**Point-based annotation data**

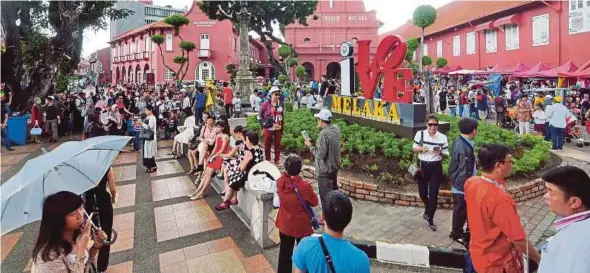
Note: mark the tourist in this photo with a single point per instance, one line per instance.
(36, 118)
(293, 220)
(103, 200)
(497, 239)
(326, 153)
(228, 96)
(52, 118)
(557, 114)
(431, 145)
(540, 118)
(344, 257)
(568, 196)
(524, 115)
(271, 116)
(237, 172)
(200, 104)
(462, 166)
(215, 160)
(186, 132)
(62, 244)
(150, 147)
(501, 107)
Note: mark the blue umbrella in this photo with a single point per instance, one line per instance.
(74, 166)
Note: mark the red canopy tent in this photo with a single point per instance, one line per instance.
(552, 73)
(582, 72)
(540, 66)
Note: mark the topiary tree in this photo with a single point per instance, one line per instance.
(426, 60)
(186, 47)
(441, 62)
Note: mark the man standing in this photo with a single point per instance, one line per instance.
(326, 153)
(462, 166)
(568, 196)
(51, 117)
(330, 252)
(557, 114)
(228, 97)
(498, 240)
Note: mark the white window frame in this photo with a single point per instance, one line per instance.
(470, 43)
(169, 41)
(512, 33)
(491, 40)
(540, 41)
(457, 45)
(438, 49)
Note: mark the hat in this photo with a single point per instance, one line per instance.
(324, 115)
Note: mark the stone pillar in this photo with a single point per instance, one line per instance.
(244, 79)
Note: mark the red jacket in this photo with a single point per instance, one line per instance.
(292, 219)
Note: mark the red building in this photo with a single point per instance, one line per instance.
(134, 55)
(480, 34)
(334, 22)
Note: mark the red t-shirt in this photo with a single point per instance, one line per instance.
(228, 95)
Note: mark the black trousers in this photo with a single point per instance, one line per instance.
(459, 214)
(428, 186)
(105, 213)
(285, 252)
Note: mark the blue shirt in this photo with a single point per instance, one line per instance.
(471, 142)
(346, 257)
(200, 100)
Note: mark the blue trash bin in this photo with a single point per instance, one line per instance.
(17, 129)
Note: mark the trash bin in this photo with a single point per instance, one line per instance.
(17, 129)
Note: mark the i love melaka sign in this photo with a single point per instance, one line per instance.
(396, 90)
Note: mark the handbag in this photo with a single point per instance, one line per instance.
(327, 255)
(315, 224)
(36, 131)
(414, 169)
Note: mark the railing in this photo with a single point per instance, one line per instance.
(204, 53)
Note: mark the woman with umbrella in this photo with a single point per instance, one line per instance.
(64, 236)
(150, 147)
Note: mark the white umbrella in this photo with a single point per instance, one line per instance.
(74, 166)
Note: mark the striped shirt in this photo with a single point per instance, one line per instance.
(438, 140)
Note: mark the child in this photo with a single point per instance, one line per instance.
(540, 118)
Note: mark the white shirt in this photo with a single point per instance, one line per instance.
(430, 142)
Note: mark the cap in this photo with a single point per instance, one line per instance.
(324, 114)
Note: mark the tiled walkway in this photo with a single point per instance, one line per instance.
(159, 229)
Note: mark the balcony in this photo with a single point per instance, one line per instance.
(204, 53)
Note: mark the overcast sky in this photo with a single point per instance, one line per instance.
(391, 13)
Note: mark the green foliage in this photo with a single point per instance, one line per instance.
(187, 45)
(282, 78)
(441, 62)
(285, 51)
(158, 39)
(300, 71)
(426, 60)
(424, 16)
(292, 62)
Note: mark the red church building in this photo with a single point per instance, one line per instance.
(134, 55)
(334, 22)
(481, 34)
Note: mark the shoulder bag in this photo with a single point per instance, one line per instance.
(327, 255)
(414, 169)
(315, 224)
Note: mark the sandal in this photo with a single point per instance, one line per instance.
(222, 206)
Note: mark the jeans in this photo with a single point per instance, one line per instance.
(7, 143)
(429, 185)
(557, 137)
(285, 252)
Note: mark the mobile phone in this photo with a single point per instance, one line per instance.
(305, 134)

**Problem to work on**
Reproduce the data word for word, excluding its pictures.

**Reply to the exercise**
Note: mark the tourist in this photo with a single point per instance, one line per instance.
(36, 118)
(293, 220)
(103, 200)
(497, 239)
(326, 153)
(228, 96)
(52, 118)
(557, 114)
(431, 145)
(540, 118)
(344, 257)
(568, 196)
(524, 115)
(271, 116)
(237, 172)
(200, 104)
(462, 166)
(215, 160)
(186, 132)
(62, 244)
(150, 147)
(501, 107)
Note: mark the blue umbrella in this photo with a single point per instance, one line per instance.
(74, 166)
Note: mark the red canopy tent in this photo with a single point per instance, one line per instance.
(552, 73)
(582, 72)
(540, 66)
Note: mark the topiary tree in this photo with a single point per instance, one line per instance.
(426, 60)
(186, 47)
(441, 62)
Note: mark the man standing in this photo with a single point per instance, one line per instance.
(326, 153)
(462, 166)
(568, 196)
(51, 117)
(330, 252)
(557, 114)
(228, 97)
(498, 240)
Note: mark the white window frame in this photo with a single point per instance, one line per instance.
(470, 43)
(169, 41)
(512, 33)
(491, 40)
(540, 41)
(457, 45)
(438, 49)
Note: mark the hat in this photo with a single point per instance, one line per instance.
(324, 115)
Note: mark the stone pillar in this photo with a single point per instance, one line per instance.
(244, 79)
Note: mark the red jacket in this photo with a single point per instance, one line per instance.
(292, 219)
Note: mark the red building in this photo with a single point per instance, one line per instance.
(134, 55)
(480, 34)
(334, 22)
Note: mark the red t-shirt in this photo with a single point per instance, one line per instance.
(228, 95)
Note: mark the black trousers in this photo with a single point per instance, one line per instance.
(459, 214)
(428, 186)
(105, 213)
(285, 252)
Note: mark the blue shirt in this photo with a single point per instance, one line per instance.
(471, 142)
(346, 257)
(200, 100)
Note: mark the blue trash bin in this photo with a single point per instance, one line per instance.
(17, 129)
Note: mark the trash bin in this photo with a single point per instance, one line per instance.
(17, 129)
Note: mark the i love melaka sign in this photo with a single point per instance, one line per instance.
(396, 90)
Note: mark the handbag in this photo with a single point per instance, one line per instance.
(327, 255)
(315, 224)
(36, 131)
(414, 169)
Note: mark the railing in this photo with a single point per instance, one line per instance.
(204, 53)
Note: mark the woman with umbrella in this photo with a single point per instance, one line per instance.
(64, 236)
(150, 147)
Note: mark the white umbrella in this photo with a single point per instance, one line per instance.
(74, 166)
Note: mark the striped shirt in this photo with a single point per instance, one line per instance.
(438, 140)
Note: mark the child in this photo with a single point per instance, one line per instance.
(540, 118)
Note: mark the white shirt in this photo with a single point per instance, one line per instance.
(430, 142)
Note: mark the cap in this photo with a single point per instance, one line per instance.
(324, 114)
Note: mark the tiled walkway in this photo with a single point per instance, one line per instance.
(159, 229)
Note: mark the balcony in this photo with a single point per instance, one line per instance.
(204, 53)
Note: mark the overcast sky in this photo with a single point per instance, one line per instance.
(391, 13)
Note: mark the green foliage in this photo with a single point per instance, one line per instance.
(187, 45)
(282, 78)
(441, 62)
(285, 51)
(158, 39)
(300, 71)
(426, 60)
(424, 16)
(292, 62)
Note: mark the red church building in this photo with a single point per instance, one line per instance.
(134, 55)
(334, 22)
(481, 34)
Note: mark the shoulder bag in this photo with a single point per instance, one line per instance.
(327, 255)
(414, 169)
(315, 224)
Note: mark the sandal in this photo with a single point per instance, one line per instance.
(222, 206)
Note: mark the jeans in this photo with a single point per instance, one line per instance.
(7, 143)
(429, 185)
(557, 137)
(285, 252)
Note: mark the mobile phone in this photo with a single point per instance, one line per instance.
(305, 134)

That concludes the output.